>> start Document section

# need help Ball Jar Bob clay



## arthur (Jul 6, 2008)

Bob I found this ball jar while diving .  My question is not how much it is worth but age and if you look closely the glass flow is unusual.  I occasional run into a few of the ball jars  also there are a lot of larger bubbles in it.


----------



## arthur (Jul 6, 2008)

pic2


----------



## arthur (Jul 6, 2008)

pic 3


----------



## bobclay (Jul 6, 2008)

Hi Arthur,

 Another new one for me! DIVING? I've found Ball jars in many unlikely places...but diving? Cool!  []

 Your jar is pretty easy to date, c1910-1913. Note the line that goes all th eway around the jar at the shoulder. This means the mould the jar was made in was once a shoulder seal type and was retooled into the bead seal type that Ball switched to about 1910. These are the jars that Ball added the word PERFECT into the moulds wherever it would fit to make the offset embossing style PERFECT MASON jars that appeared in 1913.

 This jar was made on a Ball-Bingham machine. Almost all jars made on this type of machine have a real wavy appearance to the glass, particularly in the bottom half of the jar, and many contain some nice bubbles in the glass like yours does.

 Unusual that it is so clean, but a great find and thanks for showing it.  []

 Bob


----------



## arthur (Jul 7, 2008)

Thanks for the reply Arthur


----------

>> end Document section
>> start Stored data

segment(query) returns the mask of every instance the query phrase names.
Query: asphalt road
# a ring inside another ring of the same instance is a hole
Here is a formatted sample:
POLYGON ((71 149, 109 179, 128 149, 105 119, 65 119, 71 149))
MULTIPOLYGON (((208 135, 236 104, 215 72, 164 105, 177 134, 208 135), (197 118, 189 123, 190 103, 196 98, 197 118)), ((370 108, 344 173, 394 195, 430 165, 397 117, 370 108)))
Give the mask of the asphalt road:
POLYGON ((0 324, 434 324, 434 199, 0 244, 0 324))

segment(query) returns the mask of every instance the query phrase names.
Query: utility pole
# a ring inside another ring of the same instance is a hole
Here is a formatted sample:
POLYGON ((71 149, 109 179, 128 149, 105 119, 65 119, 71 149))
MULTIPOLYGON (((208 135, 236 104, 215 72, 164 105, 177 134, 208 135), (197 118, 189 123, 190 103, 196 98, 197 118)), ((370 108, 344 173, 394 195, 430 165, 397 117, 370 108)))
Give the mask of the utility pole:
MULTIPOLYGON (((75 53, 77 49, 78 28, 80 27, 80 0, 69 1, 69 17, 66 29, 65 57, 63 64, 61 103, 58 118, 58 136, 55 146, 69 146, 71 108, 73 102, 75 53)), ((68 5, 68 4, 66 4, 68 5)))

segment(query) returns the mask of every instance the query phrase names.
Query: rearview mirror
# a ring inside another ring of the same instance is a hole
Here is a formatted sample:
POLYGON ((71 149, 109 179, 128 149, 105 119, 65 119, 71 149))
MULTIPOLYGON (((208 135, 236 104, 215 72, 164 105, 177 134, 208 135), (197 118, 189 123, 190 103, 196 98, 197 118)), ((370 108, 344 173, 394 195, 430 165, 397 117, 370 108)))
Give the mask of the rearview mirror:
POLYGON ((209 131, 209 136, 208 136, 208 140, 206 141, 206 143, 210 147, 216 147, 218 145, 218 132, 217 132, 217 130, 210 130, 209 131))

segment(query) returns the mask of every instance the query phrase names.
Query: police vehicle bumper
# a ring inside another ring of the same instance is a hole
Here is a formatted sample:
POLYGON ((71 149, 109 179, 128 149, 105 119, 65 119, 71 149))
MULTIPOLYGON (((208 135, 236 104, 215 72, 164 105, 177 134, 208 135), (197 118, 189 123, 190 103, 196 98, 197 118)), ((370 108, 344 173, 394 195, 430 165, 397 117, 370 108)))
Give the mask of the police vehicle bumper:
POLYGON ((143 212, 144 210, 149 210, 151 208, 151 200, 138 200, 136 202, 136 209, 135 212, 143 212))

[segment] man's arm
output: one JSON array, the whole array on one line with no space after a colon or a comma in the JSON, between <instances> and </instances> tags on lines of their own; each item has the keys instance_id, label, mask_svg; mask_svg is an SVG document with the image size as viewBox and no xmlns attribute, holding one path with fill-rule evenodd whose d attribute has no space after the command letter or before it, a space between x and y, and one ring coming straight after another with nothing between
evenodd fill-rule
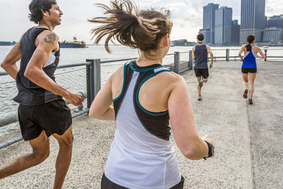
<instances>
[{"instance_id":1,"label":"man's arm","mask_svg":"<svg viewBox=\"0 0 283 189\"><path fill-rule=\"evenodd\" d=\"M208 45L207 45L207 52L210 55L210 61L211 61L211 62L210 62L209 68L212 68L212 65L213 65L213 53L212 53L212 50L210 50L209 46L208 46Z\"/></svg>"},{"instance_id":2,"label":"man's arm","mask_svg":"<svg viewBox=\"0 0 283 189\"><path fill-rule=\"evenodd\" d=\"M74 105L83 101L81 95L72 93L56 84L43 71L51 52L58 48L59 38L53 32L46 30L36 38L38 43L33 57L28 63L24 76L37 86L65 98L66 101Z\"/></svg>"},{"instance_id":3,"label":"man's arm","mask_svg":"<svg viewBox=\"0 0 283 189\"><path fill-rule=\"evenodd\" d=\"M195 47L193 47L192 49L192 59L195 60Z\"/></svg>"},{"instance_id":4,"label":"man's arm","mask_svg":"<svg viewBox=\"0 0 283 189\"><path fill-rule=\"evenodd\" d=\"M23 36L21 38L20 41L16 44L16 45L6 57L2 64L1 64L1 67L14 79L16 79L16 76L18 72L18 68L16 63L19 61L21 57L20 44L22 38Z\"/></svg>"}]
</instances>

>> end Stored data

Problems to solve —
A - From the Ball jar thread, return everything from "Another new one" down to "like yours does.", with the wording unchanged.
B - Rewrite everything from the start of the records down to the line containing "POLYGON ((0 324, 434" as a numbered list, including both ends and leaving out any blank lines.

Exercise responses —
A -
Another new one for me! DIVING? I've found Ball jars in many unlikely places...but diving? Cool!  []

 Your jar is pretty easy to date, c1910-1913. Note the line that goes all th eway around the jar at the shoulder. This means the mould the jar was made in was once a shoulder seal type and was retooled into the bead seal type that Ball switched to about 1910. These are the jars that Ball added the word PERFECT into the moulds wherever it would fit to make the offset embossing style PERFECT MASON jars that appeared in 1913.

 This jar was made on a Ball-Bingham machine. Almost all jars made on this type of machine have a real wavy appearance to the glass, particularly in the bottom half of the jar, and many contain some nice bubbles in the glass like yours does.

B -
1. segment(query) returns the mask of every instance the query phrase names.
2. Query: asphalt road
3. # a ring inside another ring of the same instance is a hole
4. Here is a formatted sample:
5. POLYGON ((71 149, 109 179, 128 149, 105 119, 65 119, 71 149))
6. MULTIPOLYGON (((208 135, 236 104, 215 72, 164 105, 177 134, 208 135), (197 118, 189 123, 190 103, 196 98, 197 118)), ((370 108, 344 173, 394 195, 430 165, 397 117, 370 108)))
7. Give the mask of the asphalt road:
8. POLYGON ((0 324, 434 324, 434 199, 0 244, 0 324))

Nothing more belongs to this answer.